Problem to work on
Take the entries that follow and return exactly the lines from the one holding "Target: man's hand on log" through the one holding "seated man in this photo.", both included. Nothing else is needed.

Stored data
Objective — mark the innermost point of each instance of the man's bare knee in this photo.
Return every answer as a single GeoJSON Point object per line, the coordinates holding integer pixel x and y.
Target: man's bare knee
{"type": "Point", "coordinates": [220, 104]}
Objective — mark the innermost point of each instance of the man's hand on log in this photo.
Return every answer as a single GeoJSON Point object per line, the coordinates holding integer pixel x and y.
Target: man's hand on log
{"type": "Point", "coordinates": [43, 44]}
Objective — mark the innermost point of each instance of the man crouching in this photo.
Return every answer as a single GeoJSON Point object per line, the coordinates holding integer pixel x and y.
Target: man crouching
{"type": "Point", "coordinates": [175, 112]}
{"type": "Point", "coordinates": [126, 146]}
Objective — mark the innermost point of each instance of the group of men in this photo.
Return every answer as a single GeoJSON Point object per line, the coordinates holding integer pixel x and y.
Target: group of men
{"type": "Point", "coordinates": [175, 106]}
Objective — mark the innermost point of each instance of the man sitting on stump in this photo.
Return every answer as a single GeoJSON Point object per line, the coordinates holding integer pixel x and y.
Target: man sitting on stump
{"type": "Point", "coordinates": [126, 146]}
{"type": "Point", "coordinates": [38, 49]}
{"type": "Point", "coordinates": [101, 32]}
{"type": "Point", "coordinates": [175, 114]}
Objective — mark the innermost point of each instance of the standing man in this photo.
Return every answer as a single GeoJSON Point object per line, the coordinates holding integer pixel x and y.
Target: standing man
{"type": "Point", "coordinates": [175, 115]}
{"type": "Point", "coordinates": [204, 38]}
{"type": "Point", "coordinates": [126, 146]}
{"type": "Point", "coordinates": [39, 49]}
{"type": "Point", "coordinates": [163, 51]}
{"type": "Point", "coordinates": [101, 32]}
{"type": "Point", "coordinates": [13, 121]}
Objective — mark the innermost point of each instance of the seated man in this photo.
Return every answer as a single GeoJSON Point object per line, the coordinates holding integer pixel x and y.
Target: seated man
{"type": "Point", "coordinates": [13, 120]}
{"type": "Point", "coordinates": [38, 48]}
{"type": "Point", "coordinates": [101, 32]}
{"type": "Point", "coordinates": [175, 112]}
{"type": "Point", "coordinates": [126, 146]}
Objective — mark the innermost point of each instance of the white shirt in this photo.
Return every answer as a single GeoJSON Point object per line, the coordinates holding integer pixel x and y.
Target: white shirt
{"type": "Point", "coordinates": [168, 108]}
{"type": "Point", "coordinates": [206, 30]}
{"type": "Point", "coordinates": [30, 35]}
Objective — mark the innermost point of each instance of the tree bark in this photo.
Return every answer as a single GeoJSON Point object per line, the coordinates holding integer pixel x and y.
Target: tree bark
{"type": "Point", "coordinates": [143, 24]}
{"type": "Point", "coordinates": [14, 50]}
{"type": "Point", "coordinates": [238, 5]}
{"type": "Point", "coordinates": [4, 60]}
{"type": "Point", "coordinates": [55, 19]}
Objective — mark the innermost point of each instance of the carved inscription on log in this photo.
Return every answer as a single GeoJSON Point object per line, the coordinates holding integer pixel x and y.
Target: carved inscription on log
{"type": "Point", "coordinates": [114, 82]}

Your response
Target: man's hand on log
{"type": "Point", "coordinates": [43, 44]}
Objective — mark the innermost point of each instance of the man crouching in this photo.
Return every answer as a single GeoJSON Point object per line, the coordinates holding integer pixel x and y.
Target: man crouching
{"type": "Point", "coordinates": [175, 112]}
{"type": "Point", "coordinates": [126, 146]}
Objective — mark the innermost point of each instance of the group of men in this photo.
Return every answer as a single GeoJSON Point object per line, the coordinates holding integer pixel x and y.
Target: group of men
{"type": "Point", "coordinates": [175, 106]}
Objective — mark the innermost point of each instance of the man sitting on stump in this photo.
Return every answer as a single GeoJSON Point object per line, the coordinates holding integer pixel x and y.
Target: man sitting on stump
{"type": "Point", "coordinates": [126, 146]}
{"type": "Point", "coordinates": [38, 49]}
{"type": "Point", "coordinates": [101, 32]}
{"type": "Point", "coordinates": [175, 114]}
Objective — mark the innermost point of each instance of the standing man in this photo.
Return every answer as a single GeoJSON Point object per line, the coordinates holding integer pixel x and y.
Target: standing man
{"type": "Point", "coordinates": [175, 115]}
{"type": "Point", "coordinates": [204, 38]}
{"type": "Point", "coordinates": [126, 146]}
{"type": "Point", "coordinates": [39, 49]}
{"type": "Point", "coordinates": [163, 51]}
{"type": "Point", "coordinates": [101, 32]}
{"type": "Point", "coordinates": [13, 121]}
Objective — mark the innermost point of each instance of the seated man in this photo.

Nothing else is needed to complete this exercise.